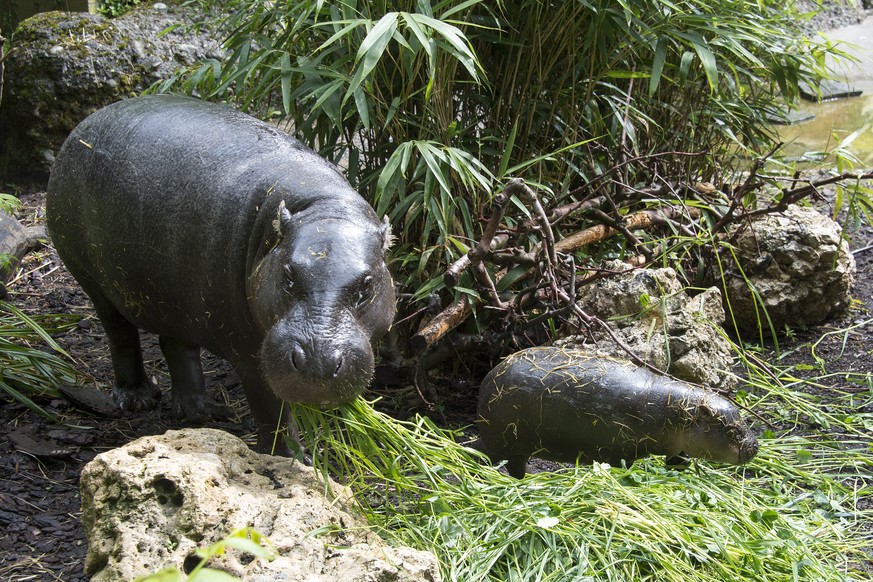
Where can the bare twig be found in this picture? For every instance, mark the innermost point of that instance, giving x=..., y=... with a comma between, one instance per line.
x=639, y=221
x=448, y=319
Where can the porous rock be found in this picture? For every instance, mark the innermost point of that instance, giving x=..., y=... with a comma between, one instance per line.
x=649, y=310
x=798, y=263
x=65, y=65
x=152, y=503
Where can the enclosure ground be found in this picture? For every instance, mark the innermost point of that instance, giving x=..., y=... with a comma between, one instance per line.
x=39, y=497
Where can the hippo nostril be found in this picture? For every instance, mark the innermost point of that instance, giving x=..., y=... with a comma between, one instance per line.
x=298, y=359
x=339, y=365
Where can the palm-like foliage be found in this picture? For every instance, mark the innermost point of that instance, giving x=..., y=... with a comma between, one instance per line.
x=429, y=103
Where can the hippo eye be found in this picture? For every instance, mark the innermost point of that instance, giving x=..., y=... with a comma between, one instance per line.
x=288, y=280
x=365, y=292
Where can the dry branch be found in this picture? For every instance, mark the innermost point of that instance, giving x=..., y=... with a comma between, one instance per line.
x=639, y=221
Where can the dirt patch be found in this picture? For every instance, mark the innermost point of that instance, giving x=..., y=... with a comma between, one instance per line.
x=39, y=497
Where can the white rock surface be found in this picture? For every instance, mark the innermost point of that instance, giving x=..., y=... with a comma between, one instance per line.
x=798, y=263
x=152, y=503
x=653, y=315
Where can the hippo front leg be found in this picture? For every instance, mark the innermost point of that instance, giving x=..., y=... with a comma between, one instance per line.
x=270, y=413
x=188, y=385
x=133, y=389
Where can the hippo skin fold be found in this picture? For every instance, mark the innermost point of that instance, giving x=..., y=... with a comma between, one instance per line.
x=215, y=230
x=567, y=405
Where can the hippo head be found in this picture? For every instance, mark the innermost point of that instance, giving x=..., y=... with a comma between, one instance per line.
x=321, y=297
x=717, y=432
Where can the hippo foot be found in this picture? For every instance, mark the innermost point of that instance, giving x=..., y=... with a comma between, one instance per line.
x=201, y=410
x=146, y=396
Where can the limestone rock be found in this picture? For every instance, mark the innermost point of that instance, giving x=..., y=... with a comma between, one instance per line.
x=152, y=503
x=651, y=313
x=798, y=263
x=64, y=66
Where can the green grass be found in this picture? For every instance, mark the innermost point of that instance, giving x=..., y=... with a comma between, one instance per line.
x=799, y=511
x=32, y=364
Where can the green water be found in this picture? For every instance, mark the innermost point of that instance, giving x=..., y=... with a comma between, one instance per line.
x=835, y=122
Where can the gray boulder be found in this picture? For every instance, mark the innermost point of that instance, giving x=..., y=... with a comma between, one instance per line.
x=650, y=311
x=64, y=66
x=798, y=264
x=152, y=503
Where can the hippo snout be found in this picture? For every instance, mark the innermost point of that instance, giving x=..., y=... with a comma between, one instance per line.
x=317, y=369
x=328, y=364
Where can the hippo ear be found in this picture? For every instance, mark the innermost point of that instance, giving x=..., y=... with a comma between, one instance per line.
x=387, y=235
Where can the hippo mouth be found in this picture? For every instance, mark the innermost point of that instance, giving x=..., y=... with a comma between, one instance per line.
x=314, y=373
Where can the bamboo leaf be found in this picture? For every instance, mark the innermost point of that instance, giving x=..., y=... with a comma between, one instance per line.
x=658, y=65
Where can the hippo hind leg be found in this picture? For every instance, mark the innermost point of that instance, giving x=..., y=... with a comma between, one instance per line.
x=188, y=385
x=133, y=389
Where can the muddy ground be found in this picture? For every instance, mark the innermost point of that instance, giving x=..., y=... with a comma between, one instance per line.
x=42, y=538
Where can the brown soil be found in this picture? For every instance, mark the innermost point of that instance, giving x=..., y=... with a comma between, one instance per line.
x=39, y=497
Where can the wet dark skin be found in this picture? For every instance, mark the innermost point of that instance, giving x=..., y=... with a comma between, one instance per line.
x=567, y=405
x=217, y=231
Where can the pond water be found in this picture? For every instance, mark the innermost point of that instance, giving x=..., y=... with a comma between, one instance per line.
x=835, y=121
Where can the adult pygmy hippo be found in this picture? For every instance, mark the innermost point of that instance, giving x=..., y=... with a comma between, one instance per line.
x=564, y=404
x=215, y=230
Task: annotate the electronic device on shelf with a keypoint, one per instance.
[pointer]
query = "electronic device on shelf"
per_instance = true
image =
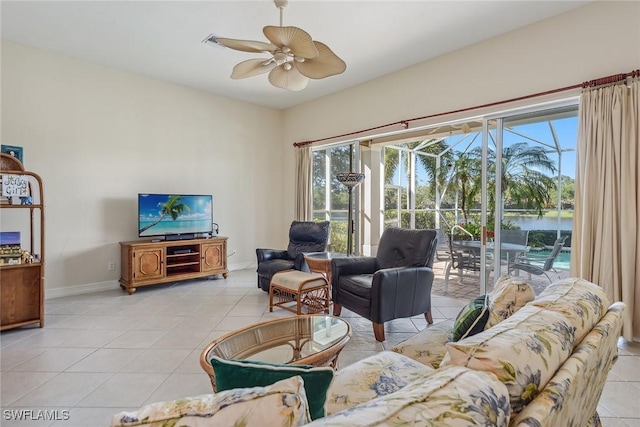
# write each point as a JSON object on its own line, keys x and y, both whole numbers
---
• _Task_
Go through the entries above, and wherever a line holds the word "device", copy that line.

• _Answer box_
Task: annotate the electronic device on shelf with a keypoint, one per instance.
query = "electronic device on shelf"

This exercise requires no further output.